[START READING TEXT]

使用 K-means 方法对化合物库进行聚类Comment
在药物筛选过程中，我们时常面临一个问题：我有太多有意思的分子，但资源或预算有限，我该如何挑选最合适的分子去进一步测活等？如果全选择理论最优（如对接打分最高、QSAR 预测结果最好等），那么很有可能由于缺乏多样性，测试结果差不多，意义不大。此时我们可以通过聚类的方法减少待测样本的同时尽可能大的保留化合物的多样性。K-means 是一个古老却又最常用的一种聚类方法，速度非常快。Patrick Walter 博士写了一篇博客介绍了使用 K-means 聚类方法的环境、目的与具体实现方法。由于谷歌的 Blogspot 在国内无法正常访问，我就在下面附上原文。Patrick 将它的工具放在了 Github，我们可以直接使用命令行对化合物进行聚类。
In Cheminformatics, we frequently run into situations where we want to select a subset from a larger set of molecules. K-means clustering, a simple, but often overlooked, technique can provide a useful solution. Let’s look at a couple of situations where we might need to choose a subset from a larger set of molecules. After that, we’ll briefly describe the method and look at how we can apply it using an Open Source implementation that is available on GitHub.

[END READING TEXT]
[START DATASET ENTRIES]

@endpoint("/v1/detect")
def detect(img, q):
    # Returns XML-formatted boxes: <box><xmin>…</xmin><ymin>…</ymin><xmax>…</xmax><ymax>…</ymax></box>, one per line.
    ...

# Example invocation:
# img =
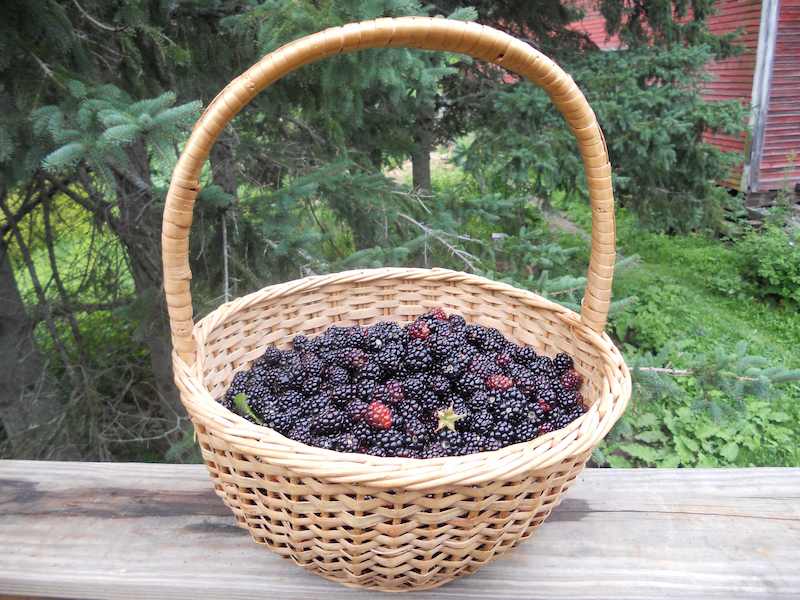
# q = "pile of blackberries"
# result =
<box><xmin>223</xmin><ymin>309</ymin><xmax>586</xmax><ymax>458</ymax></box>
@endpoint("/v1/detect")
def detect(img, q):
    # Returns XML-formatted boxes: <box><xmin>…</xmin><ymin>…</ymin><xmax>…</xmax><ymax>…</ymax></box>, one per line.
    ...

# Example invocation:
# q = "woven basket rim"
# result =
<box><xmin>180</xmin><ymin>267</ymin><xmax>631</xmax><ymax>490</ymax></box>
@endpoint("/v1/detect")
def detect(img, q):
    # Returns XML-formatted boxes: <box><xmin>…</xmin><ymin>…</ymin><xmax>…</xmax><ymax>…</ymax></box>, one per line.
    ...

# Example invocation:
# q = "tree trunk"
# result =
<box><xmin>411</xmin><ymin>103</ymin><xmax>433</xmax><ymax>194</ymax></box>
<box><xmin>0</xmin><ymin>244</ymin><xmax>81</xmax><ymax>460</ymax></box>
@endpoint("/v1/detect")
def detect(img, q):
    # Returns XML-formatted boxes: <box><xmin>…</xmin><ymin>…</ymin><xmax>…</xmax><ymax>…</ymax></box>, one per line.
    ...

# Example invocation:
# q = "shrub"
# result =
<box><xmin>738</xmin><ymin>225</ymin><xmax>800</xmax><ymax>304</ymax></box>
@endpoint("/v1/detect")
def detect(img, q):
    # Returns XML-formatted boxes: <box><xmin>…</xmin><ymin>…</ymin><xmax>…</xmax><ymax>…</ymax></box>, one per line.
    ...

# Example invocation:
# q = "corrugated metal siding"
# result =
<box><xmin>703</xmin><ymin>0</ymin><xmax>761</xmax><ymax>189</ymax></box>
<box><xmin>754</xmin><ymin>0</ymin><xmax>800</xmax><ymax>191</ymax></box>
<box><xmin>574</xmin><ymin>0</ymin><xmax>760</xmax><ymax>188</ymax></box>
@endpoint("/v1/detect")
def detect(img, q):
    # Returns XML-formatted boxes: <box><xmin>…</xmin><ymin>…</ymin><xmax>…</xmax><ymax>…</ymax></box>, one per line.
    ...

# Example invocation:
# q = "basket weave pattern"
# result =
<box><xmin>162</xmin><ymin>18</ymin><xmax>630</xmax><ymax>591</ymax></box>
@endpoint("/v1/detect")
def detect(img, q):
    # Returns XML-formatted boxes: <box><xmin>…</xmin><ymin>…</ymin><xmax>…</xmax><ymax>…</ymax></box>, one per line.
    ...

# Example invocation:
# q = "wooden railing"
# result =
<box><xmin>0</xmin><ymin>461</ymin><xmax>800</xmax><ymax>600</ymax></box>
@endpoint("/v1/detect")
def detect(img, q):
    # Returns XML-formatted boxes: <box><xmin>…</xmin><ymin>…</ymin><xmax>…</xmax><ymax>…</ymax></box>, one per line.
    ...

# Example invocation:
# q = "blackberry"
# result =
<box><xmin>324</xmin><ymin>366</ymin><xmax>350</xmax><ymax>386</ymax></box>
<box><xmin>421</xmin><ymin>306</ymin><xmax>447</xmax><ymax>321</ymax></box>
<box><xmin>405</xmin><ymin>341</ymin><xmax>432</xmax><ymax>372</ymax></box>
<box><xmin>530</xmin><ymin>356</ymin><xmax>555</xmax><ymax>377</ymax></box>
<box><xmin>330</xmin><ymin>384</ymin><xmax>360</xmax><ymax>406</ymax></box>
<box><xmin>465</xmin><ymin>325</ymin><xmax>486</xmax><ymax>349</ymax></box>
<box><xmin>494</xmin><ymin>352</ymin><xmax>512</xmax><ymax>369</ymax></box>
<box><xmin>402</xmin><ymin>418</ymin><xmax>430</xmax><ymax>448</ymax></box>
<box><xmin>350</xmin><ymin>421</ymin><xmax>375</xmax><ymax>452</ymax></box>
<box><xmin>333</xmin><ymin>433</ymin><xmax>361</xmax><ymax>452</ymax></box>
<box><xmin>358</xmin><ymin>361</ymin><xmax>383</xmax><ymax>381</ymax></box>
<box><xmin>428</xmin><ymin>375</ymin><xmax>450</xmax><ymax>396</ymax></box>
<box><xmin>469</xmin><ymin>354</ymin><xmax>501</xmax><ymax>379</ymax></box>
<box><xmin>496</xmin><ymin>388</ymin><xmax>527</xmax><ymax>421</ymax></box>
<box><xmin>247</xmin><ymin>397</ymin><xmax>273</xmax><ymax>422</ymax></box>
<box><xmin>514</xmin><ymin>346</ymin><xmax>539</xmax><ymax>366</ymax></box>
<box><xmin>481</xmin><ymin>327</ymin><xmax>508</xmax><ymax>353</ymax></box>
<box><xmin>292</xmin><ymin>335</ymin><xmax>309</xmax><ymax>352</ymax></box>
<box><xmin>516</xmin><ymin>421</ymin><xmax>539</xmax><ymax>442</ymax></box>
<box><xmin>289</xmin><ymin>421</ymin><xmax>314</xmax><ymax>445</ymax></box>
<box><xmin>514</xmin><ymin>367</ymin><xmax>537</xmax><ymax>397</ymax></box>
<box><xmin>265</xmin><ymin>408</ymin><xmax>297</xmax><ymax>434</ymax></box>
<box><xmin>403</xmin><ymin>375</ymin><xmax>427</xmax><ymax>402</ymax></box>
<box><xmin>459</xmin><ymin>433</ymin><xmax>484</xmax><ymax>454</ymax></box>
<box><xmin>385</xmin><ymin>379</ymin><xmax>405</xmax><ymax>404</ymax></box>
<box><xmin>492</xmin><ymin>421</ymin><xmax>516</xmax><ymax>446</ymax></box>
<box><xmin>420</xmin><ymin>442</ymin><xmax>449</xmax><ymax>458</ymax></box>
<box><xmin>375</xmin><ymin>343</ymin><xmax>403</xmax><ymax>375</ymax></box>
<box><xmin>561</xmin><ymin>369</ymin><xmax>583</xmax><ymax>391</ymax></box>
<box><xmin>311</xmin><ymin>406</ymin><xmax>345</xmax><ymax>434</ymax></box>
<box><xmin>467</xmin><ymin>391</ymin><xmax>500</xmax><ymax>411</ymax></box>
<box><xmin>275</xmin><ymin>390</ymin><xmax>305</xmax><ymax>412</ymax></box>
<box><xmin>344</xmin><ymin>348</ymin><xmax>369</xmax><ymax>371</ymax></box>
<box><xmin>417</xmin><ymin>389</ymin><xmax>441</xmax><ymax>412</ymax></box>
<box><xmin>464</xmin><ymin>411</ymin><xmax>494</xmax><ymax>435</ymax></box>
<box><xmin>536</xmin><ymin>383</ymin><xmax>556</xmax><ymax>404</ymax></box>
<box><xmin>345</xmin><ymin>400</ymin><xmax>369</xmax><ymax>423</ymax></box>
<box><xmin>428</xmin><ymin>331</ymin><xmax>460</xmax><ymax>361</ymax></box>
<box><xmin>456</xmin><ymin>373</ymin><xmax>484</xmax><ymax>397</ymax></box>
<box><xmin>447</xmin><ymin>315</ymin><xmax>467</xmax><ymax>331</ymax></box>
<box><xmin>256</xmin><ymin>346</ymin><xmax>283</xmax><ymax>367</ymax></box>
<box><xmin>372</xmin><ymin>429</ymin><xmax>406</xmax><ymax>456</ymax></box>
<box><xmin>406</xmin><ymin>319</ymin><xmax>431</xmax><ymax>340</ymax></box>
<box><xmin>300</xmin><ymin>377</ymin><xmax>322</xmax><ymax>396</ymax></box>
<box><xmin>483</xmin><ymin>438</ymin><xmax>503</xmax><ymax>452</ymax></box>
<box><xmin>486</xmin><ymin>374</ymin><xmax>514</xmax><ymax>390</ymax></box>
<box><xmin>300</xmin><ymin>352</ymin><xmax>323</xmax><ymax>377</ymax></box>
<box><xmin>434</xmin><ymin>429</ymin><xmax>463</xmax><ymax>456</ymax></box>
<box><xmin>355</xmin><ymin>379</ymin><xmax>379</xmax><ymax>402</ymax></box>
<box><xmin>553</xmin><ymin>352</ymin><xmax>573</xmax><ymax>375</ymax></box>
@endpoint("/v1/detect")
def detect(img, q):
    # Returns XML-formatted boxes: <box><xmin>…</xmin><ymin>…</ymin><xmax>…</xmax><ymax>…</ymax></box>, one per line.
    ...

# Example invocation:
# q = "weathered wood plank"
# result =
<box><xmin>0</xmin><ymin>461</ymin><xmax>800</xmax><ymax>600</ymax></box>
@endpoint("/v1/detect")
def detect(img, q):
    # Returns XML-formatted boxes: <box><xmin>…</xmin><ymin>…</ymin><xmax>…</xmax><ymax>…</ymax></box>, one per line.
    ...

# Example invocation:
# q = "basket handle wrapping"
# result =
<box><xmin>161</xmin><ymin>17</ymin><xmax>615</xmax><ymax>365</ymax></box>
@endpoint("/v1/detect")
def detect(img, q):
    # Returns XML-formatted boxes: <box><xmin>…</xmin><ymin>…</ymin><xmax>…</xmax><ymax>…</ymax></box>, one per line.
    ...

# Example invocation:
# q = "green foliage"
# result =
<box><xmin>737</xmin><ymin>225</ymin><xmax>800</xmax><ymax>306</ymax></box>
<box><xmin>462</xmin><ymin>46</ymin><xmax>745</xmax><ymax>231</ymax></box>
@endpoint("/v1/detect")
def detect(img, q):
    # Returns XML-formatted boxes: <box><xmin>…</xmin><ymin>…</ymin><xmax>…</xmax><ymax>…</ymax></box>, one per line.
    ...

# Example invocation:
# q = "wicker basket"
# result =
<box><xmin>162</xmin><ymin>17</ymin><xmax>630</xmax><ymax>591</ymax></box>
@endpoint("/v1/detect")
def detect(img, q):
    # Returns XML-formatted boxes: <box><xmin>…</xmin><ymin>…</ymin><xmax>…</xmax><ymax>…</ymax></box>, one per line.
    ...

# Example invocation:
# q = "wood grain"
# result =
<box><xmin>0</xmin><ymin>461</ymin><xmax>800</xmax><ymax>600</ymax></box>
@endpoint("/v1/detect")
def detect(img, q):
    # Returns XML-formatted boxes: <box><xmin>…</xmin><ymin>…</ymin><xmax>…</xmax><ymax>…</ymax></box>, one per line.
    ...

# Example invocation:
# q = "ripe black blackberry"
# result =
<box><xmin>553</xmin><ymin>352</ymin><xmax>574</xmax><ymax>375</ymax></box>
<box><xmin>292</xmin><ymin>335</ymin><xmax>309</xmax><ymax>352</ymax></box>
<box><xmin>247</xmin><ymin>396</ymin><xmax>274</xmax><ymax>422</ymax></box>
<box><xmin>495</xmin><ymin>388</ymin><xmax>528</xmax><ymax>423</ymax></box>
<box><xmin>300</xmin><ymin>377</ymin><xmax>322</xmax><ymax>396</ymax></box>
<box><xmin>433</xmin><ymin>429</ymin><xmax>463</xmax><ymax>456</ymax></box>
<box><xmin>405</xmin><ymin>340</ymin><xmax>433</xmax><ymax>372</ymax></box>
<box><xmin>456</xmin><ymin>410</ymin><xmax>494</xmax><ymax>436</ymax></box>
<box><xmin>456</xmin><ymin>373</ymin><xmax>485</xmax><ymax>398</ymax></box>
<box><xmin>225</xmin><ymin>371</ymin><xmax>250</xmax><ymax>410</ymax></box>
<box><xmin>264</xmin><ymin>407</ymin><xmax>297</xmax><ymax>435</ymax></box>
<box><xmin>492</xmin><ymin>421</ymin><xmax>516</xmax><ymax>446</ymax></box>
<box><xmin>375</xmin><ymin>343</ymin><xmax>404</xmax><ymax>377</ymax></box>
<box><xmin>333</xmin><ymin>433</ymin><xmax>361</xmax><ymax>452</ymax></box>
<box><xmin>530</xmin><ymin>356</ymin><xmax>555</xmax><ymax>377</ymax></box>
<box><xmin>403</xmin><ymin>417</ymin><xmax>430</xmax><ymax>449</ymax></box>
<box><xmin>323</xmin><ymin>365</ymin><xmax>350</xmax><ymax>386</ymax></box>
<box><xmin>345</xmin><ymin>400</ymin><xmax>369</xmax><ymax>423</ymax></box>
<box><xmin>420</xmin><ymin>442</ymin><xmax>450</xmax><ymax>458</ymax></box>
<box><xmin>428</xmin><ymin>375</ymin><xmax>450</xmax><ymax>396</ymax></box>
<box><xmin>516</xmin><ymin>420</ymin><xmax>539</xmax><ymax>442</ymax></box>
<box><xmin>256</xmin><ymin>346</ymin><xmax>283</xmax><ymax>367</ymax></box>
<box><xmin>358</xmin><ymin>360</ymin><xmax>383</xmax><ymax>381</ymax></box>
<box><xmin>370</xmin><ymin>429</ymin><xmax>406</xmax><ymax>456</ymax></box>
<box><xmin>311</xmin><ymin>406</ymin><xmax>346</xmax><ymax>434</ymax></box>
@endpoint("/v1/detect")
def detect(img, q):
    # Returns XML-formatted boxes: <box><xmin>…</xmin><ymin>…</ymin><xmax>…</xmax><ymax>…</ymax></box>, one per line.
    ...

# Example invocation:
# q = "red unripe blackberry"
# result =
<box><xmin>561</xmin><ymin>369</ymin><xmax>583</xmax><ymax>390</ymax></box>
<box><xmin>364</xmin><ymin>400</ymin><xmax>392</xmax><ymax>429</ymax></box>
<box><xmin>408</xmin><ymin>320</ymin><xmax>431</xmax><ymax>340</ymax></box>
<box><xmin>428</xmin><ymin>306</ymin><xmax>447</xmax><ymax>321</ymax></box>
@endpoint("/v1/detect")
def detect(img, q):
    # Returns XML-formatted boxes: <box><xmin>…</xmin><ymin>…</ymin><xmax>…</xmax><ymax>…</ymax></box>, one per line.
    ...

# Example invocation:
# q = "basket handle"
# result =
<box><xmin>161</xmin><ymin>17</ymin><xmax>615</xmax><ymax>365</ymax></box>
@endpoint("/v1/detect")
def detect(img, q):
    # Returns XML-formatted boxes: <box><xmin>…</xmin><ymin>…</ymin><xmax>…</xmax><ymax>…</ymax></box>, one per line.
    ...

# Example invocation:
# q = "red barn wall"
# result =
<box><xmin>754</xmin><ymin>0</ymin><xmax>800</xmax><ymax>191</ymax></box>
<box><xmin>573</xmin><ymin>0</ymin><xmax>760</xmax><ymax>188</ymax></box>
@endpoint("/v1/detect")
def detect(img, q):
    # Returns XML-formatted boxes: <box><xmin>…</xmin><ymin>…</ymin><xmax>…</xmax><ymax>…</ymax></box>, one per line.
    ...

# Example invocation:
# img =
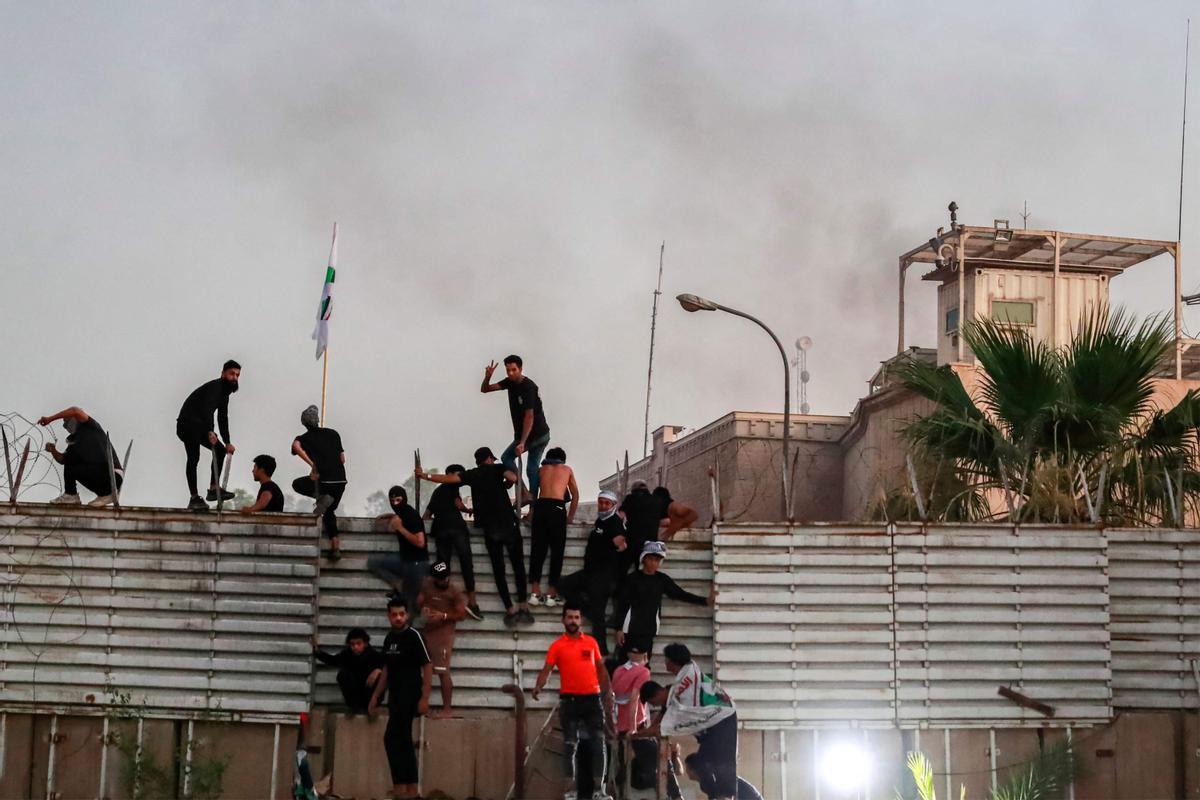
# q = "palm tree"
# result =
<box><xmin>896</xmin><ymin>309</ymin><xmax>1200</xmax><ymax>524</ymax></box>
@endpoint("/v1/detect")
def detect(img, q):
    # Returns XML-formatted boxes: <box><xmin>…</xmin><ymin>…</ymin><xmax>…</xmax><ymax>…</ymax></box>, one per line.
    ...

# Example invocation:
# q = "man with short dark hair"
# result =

[END DATASET ENTRIES]

THE TASKS —
**A.** In the text on K-means clustering of compounds, where is the Open Source implementation of the method available?
**B.** Write what comes next in the text on K-means clustering of compounds, picking up after its final sentence.
The data plays no role in what is asked here.

SET OF ANSWERS —
**A.** On GitHub.

**B.**
Let’s say that a vendor has a set of 2 million compounds available for purchase, but we only have the budget to purchase 50,000. How would we choose the 50,000? The first thing we would probably want to do is to filter the 2 million to remove compounds that contain undesirable functionality or fall outside a desired property range. I wrote an earlier blog post on filtering chemical libraries so I won’t spend any time on that here. Let’s imagine that we did the filtering and we still have 1.75 million compounds remaining. How do we find a somewhat representative subset of 50,000? There are a number of ways to do this. During the heyday of Combinatorial Chemistry in the 1990s, far too many papers were published on methods for selecting subsets from larger compound libraries.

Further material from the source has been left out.